• **Texto para leer**:
Entre las escasas posibilidades que desembocan en hablar de sí misma y los miles de seres humanos de todo tipo y condición que se lanzan a publicar lo que consideran versos en cualquier lugar, la poesía se sostiene en una constante paradoja. Pocos caminos no transitados y ya desgastadísimos quedan para que pueda expresarse como género literario, y sin embargo nunca ha habido más personas que se consideren poetas al darle al botón «enter» después de un reglón. Aquellos malos tiempos para la lírica se han convertido en tiempos caóticos. Hoy existen muchos más poetas que poemas. En una proporción aproximada de un millón a uno. A un lado aquellos que en la actualidad apuestan por la poesía como forma literaria todavía capaz de comunicar cualquier asunto. Al otro el batallón de vates y bardos del «intro» y «como esta línea ha quedado debajo de la otra debe de ser una décima o espinela personal». Nos ocupamos de tres escritores pertenecientes a la primera categoría. En una clasificación se les pondría el nombre de románticos o de locos. Puede que suicidas. Quizá, en cierto modo, sean sinónimos.

Entradas tomadas de una colección
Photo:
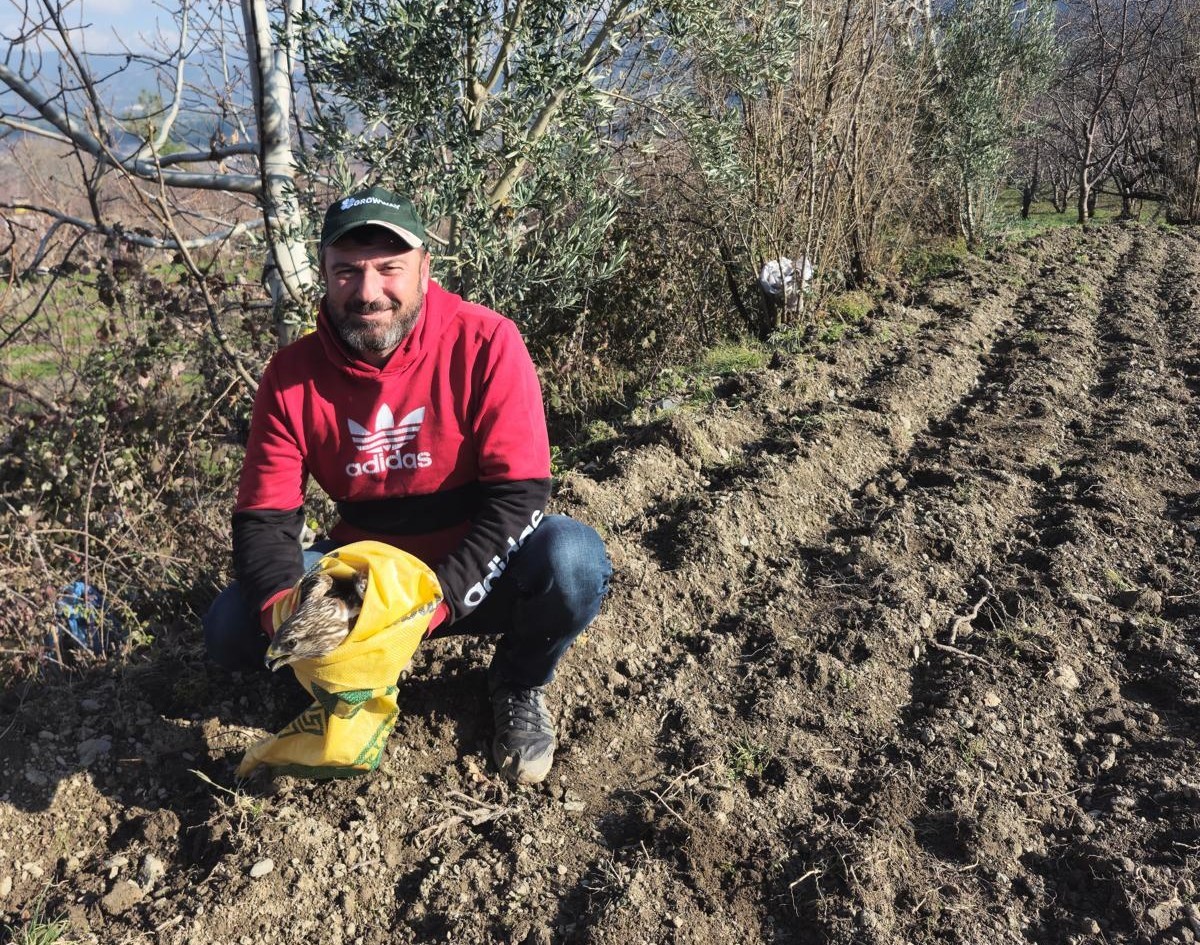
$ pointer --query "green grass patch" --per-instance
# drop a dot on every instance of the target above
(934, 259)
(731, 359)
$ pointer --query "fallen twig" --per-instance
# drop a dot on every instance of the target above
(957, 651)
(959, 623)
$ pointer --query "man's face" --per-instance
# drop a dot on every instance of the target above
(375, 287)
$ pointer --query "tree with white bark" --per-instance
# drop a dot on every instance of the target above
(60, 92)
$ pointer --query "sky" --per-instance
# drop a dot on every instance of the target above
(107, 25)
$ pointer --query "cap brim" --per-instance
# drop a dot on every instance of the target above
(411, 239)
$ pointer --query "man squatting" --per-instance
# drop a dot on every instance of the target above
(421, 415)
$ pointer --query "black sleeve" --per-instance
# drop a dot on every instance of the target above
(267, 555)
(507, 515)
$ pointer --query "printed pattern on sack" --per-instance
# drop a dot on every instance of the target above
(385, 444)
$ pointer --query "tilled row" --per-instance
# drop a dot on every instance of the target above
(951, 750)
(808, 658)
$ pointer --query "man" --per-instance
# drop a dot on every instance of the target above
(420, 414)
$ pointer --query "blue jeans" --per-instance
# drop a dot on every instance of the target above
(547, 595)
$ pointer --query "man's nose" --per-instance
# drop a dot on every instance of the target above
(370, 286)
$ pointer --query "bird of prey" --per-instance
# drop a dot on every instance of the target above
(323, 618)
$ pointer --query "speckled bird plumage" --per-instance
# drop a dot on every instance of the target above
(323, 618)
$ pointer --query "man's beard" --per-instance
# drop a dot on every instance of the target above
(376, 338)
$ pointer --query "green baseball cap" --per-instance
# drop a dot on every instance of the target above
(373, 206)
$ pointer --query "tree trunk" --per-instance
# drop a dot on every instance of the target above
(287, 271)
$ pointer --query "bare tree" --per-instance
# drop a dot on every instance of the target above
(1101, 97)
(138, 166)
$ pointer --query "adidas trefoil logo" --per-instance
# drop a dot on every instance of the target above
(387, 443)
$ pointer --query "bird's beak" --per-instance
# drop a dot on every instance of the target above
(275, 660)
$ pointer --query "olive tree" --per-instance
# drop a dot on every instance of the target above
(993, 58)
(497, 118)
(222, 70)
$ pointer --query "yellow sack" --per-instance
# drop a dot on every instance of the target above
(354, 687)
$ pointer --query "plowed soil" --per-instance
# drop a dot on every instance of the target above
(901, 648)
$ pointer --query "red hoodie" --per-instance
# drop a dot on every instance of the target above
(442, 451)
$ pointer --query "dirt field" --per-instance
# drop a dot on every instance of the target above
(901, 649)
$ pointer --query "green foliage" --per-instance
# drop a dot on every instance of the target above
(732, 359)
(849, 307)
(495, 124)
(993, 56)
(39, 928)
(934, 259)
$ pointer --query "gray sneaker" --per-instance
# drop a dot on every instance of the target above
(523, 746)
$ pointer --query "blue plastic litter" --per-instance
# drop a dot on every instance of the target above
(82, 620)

...

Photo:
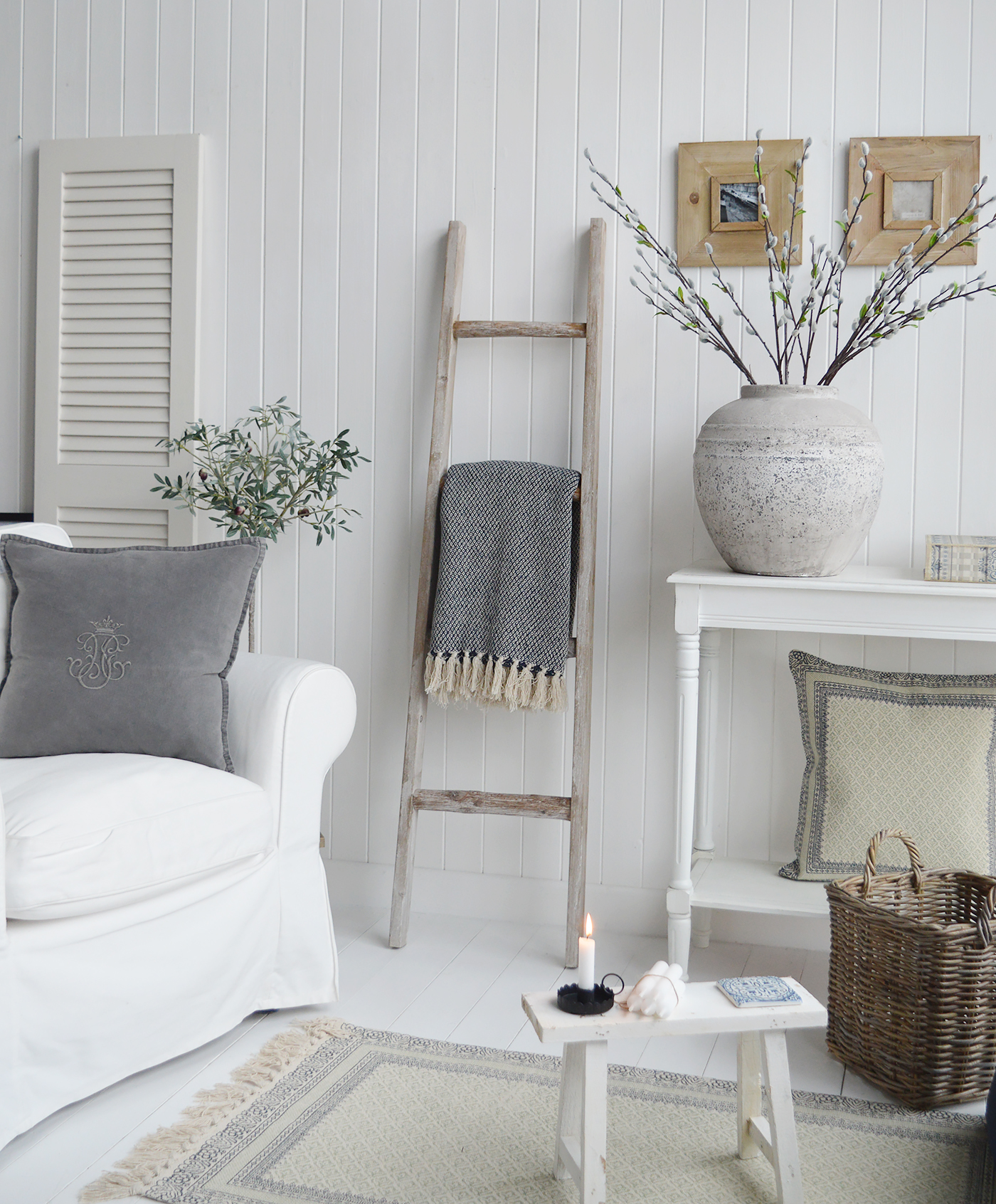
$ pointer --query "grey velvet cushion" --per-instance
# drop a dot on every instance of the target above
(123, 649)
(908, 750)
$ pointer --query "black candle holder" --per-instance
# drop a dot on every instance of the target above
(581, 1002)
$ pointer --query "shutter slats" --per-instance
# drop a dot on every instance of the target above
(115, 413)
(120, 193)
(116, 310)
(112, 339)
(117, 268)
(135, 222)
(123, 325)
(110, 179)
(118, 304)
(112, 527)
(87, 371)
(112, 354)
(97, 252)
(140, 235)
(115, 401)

• **Lista de tareas**:
(a) Explica en una a tres oraciones en qué consiste, según el texto sobre la poesía, la paradoja constante en la que se sostiene el género.
(b) Prosigue el texto sobre la paradoja de la poesía a partir de su última oración.

• **Respuestas por tarea**:
(a) A la poesía le quedan pocos caminos no transitados, y ya desgastadísimos, para expresarse como género literario. Sin embargo, nunca ha habido tantas personas que se consideren poetas, de modo que hoy existen muchos más poetas que poemas.

(b)
Vicente Muñoz Álvarez realiza en Días de Ruta (ed. Lupercalia) una aproximación al imaginario beatnik, bajo un punto de vista personal, cotidiano y menos cercano al underground que al tedioso día a día de cualquier oficinista. La fascinación por multitud de aspectos y la aventura iniciática propias de los beats, tiene en Muñoz Álvarez su reverso no tenebroso, sino rutinario. Un personaje, viajante de zapatería, que se niega a rendirse y se aferra a la poesía como elemento salvador, y sanador, que le permita seguir adelante en mitad de la más aburrida mediocridad. Si, como dice la conocida cita de Lennon, «la vida es lo que pasa mientras estás ocupado haciendo otros planes», Días de Ruta expone esa doble condición que fluye a la vez: el quehacer diario, asfixiante y adocenador, junto al pensamiento libre y los pequeños proyectos literarios, modestos pero suficientes para suponer una constante esperanza. Esta doble cabeza, este híbrido, se corresponde con un texto desarrollado de forma acorde, donde lo textos en prosa parecen a veces, valga la exageración, más poéticos que los propios poemas, que tienden a mantener un pie en lo narrativo. A su vez, la falta de pretensión y la sencillez del libro se corresponden igualmente con el carácter del personaje principal que, en primera persona, describe su viaje exterior e interior.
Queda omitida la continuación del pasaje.